### [WHAT YOU ARE ASKED TO DO]
Copy the lines below verbatim, starting at the line that contains "Kindly outline every instance of the house" and ending with the last line of the records.

Labeled area outline entries
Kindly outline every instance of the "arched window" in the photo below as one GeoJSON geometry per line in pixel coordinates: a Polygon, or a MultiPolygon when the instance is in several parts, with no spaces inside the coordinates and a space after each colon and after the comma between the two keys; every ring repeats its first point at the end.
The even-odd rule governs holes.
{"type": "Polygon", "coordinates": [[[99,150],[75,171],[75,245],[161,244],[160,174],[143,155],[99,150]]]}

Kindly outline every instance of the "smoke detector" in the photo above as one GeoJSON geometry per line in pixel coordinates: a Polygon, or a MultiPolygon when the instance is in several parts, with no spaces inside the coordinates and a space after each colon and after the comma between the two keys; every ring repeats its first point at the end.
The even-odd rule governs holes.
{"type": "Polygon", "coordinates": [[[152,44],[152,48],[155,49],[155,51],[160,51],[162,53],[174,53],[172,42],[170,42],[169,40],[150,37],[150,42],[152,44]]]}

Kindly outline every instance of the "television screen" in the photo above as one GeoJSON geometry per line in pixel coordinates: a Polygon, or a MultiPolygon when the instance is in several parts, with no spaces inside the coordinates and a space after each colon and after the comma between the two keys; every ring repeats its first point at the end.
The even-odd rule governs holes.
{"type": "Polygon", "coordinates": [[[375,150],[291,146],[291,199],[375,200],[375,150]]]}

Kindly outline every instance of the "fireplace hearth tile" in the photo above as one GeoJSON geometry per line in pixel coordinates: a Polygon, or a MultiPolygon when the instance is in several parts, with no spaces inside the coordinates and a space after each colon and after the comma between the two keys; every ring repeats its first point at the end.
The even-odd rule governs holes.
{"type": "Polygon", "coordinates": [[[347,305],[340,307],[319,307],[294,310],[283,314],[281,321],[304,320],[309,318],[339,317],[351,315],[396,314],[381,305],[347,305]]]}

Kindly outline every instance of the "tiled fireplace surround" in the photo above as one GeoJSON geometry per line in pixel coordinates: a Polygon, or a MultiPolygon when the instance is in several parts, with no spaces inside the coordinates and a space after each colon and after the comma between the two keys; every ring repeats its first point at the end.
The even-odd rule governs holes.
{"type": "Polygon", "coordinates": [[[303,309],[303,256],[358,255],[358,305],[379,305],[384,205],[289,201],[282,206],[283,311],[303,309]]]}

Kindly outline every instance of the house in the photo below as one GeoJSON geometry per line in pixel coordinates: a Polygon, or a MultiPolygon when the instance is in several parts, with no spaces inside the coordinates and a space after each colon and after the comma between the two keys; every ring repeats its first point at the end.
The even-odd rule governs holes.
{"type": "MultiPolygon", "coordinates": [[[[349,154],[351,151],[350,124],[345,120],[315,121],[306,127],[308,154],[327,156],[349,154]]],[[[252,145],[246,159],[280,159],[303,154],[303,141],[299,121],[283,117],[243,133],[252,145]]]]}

### [REPLY TO THE EXERCISE]
Kindly outline every instance of the house in the photo below as one GeoJSON geometry per line in pixel coordinates: a Polygon, or a MultiPolygon when the instance is in several parts, with no spaces inside the coordinates and a space after each colon and after the comma between the two keys; every ring repeats its first point at the end.
The even-odd rule governs holes.
{"type": "MultiPolygon", "coordinates": [[[[349,154],[351,151],[350,124],[345,120],[315,121],[306,127],[308,154],[327,156],[349,154]]],[[[252,145],[246,159],[280,159],[303,154],[303,141],[299,121],[283,117],[243,133],[252,145]]]]}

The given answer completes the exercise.